- _ACTION ITEM_
Find the number of lines below in which the word "concrete" appears, and write that number only.

- _PROVIDED RECORDS_
/---

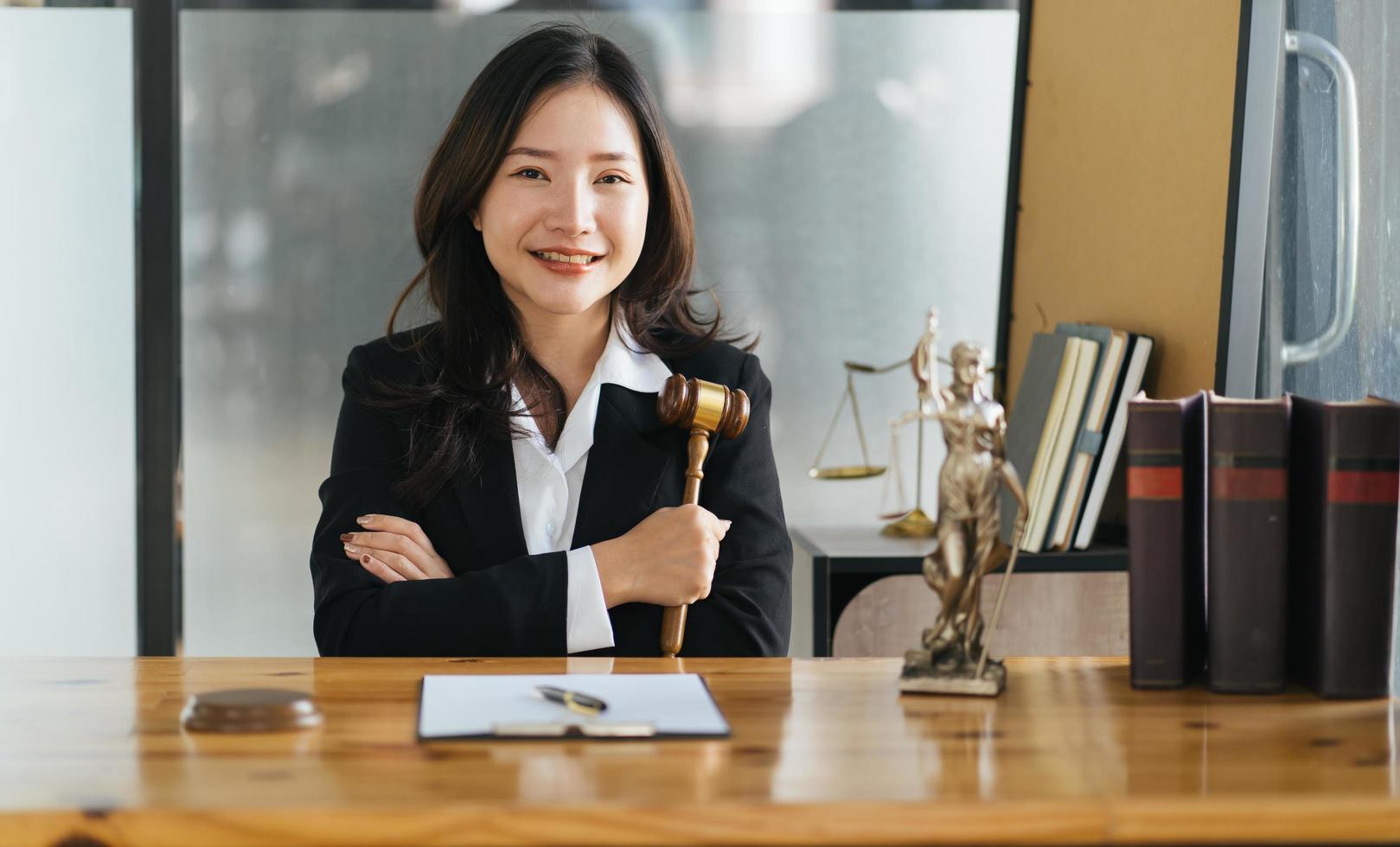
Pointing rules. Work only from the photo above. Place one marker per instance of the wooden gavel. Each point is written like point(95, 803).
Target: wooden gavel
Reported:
point(703, 408)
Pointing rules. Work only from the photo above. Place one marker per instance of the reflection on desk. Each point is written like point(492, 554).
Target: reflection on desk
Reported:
point(821, 751)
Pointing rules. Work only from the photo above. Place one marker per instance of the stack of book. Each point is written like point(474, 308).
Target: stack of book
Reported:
point(1262, 542)
point(1067, 429)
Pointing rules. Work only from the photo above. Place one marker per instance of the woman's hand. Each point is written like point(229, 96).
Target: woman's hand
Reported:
point(393, 549)
point(668, 559)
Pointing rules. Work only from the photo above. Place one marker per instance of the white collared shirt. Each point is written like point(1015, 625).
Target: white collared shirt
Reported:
point(549, 482)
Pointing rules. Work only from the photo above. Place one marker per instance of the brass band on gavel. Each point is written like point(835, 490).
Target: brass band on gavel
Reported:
point(703, 408)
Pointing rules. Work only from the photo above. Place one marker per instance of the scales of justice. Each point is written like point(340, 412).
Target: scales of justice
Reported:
point(966, 531)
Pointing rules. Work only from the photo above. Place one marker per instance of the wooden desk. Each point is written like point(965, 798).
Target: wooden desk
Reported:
point(822, 751)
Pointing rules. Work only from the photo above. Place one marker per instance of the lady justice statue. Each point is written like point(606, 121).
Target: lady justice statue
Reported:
point(968, 544)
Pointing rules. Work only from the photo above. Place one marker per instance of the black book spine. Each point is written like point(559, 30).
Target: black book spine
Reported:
point(1165, 444)
point(1346, 489)
point(1248, 560)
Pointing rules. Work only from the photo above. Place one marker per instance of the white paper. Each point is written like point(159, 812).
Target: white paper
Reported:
point(465, 704)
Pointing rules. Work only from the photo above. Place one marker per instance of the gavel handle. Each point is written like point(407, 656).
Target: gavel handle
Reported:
point(674, 618)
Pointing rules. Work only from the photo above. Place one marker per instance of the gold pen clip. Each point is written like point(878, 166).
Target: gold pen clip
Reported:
point(574, 729)
point(574, 700)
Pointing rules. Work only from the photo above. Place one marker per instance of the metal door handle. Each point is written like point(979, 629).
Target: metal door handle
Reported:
point(1348, 194)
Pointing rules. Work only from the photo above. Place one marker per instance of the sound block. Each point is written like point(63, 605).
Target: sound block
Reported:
point(251, 710)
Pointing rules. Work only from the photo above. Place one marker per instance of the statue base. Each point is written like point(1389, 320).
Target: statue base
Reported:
point(916, 524)
point(922, 677)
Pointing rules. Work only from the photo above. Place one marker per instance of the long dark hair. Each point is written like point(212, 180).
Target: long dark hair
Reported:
point(477, 350)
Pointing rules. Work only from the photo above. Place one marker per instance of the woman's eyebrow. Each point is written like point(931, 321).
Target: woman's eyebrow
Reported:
point(597, 157)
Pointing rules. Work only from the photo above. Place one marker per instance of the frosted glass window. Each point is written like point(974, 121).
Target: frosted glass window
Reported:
point(848, 169)
point(67, 276)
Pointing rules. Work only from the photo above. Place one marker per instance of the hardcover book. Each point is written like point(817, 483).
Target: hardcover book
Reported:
point(1088, 443)
point(1167, 539)
point(1062, 429)
point(1346, 482)
point(1248, 544)
point(1140, 350)
point(1026, 422)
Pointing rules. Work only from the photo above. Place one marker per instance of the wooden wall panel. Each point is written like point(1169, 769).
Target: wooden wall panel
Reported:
point(1126, 175)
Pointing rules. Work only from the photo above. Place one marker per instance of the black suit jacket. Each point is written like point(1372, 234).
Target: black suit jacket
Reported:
point(507, 602)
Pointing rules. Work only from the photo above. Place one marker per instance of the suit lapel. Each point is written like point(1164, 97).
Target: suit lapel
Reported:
point(492, 506)
point(624, 467)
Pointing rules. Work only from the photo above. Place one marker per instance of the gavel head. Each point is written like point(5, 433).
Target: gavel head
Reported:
point(699, 404)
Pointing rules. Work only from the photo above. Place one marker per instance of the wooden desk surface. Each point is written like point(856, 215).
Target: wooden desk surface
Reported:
point(822, 749)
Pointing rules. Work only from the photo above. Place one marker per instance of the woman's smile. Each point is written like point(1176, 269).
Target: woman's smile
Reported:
point(567, 262)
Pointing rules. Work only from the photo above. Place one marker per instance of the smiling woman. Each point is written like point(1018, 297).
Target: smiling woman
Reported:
point(499, 481)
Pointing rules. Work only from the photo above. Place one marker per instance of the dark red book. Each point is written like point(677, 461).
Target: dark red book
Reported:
point(1167, 539)
point(1246, 574)
point(1345, 474)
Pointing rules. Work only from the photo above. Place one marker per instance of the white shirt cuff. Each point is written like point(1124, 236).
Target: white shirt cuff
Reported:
point(587, 625)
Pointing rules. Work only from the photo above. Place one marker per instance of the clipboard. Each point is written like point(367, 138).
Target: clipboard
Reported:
point(507, 706)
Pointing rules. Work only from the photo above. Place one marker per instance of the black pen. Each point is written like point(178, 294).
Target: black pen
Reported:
point(574, 700)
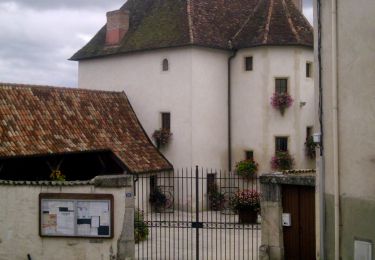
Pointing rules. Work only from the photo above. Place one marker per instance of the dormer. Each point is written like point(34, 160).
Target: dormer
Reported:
point(117, 26)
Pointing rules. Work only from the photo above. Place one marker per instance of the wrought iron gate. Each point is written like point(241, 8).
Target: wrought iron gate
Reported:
point(189, 214)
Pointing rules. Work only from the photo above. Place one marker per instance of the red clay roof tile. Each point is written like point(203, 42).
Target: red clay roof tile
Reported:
point(36, 120)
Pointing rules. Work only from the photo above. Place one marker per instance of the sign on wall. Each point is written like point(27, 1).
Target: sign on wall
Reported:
point(76, 215)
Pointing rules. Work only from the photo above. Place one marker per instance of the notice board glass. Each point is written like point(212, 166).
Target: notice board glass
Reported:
point(76, 215)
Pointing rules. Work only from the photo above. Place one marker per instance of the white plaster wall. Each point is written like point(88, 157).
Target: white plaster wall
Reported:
point(19, 226)
point(193, 91)
point(210, 108)
point(150, 91)
point(255, 122)
point(356, 97)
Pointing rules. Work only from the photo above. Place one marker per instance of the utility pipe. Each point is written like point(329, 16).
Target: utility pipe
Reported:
point(231, 57)
point(321, 144)
point(335, 129)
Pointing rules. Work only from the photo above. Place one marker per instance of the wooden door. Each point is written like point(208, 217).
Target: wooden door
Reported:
point(299, 238)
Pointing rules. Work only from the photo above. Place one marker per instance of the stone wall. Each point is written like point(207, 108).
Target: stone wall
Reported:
point(19, 221)
point(272, 245)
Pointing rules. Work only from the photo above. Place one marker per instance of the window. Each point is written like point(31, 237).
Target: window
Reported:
point(249, 155)
point(308, 69)
point(165, 65)
point(281, 144)
point(309, 130)
point(166, 121)
point(281, 85)
point(248, 63)
point(153, 183)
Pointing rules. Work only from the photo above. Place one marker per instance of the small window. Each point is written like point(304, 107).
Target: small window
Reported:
point(281, 144)
point(308, 69)
point(153, 183)
point(166, 121)
point(281, 85)
point(249, 155)
point(309, 131)
point(165, 65)
point(248, 63)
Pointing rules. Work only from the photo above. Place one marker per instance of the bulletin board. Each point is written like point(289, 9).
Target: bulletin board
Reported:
point(76, 215)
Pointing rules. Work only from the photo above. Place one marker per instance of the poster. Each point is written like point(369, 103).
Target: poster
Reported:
point(75, 217)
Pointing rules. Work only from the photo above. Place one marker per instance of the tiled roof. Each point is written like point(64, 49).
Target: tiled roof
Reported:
point(208, 23)
point(38, 120)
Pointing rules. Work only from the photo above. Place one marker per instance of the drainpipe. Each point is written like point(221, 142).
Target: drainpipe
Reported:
point(321, 145)
point(335, 129)
point(231, 57)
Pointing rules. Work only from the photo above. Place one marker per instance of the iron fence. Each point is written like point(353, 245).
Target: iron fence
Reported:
point(189, 214)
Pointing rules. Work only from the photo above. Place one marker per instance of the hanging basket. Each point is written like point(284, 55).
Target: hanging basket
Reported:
point(247, 216)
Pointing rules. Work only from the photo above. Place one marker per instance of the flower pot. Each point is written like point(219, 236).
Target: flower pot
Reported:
point(247, 216)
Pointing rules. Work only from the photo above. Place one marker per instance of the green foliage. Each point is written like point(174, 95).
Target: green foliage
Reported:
point(216, 198)
point(282, 161)
point(57, 176)
point(246, 200)
point(140, 227)
point(310, 146)
point(158, 199)
point(247, 168)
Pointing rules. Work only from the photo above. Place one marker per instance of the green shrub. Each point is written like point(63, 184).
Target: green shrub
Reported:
point(140, 227)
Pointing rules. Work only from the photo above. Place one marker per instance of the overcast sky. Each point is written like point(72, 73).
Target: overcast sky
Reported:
point(37, 37)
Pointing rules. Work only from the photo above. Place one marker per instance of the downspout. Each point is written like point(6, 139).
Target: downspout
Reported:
point(321, 145)
point(335, 129)
point(231, 57)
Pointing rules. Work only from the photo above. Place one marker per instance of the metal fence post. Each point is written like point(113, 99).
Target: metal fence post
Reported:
point(197, 208)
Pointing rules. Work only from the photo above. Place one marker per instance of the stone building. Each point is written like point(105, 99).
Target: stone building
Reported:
point(344, 44)
point(206, 71)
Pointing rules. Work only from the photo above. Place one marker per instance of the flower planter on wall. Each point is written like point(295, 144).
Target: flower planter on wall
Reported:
point(281, 101)
point(246, 216)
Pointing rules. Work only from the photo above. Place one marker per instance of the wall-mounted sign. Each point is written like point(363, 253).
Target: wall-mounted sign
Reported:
point(76, 215)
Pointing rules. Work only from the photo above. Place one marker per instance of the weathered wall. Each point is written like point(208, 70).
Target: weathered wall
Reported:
point(151, 91)
point(255, 121)
point(19, 225)
point(356, 122)
point(272, 247)
point(195, 91)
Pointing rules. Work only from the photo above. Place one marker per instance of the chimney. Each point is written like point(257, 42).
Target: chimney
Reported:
point(298, 4)
point(117, 26)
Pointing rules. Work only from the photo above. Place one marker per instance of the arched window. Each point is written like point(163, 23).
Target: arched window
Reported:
point(165, 65)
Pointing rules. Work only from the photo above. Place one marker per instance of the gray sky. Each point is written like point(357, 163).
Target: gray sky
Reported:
point(39, 36)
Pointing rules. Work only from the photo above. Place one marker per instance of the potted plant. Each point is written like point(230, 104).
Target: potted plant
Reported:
point(247, 204)
point(162, 136)
point(247, 168)
point(281, 101)
point(310, 146)
point(57, 175)
point(282, 161)
point(216, 198)
point(158, 200)
point(140, 227)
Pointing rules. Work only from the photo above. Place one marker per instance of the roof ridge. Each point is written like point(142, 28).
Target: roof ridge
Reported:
point(247, 20)
point(268, 22)
point(292, 27)
point(59, 88)
point(189, 11)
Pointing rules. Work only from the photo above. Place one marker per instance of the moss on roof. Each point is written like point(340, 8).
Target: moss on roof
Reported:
point(170, 23)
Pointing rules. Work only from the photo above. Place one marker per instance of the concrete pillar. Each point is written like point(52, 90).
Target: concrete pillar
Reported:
point(272, 232)
point(125, 243)
point(298, 4)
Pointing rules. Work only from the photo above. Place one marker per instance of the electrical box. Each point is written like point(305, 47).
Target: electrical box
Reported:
point(286, 220)
point(362, 250)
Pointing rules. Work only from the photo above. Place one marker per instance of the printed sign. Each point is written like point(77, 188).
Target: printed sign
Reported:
point(76, 215)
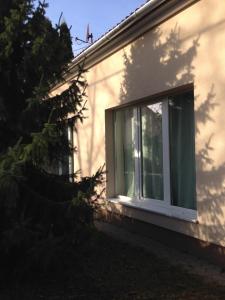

\---

- _TASK ANSWER_
2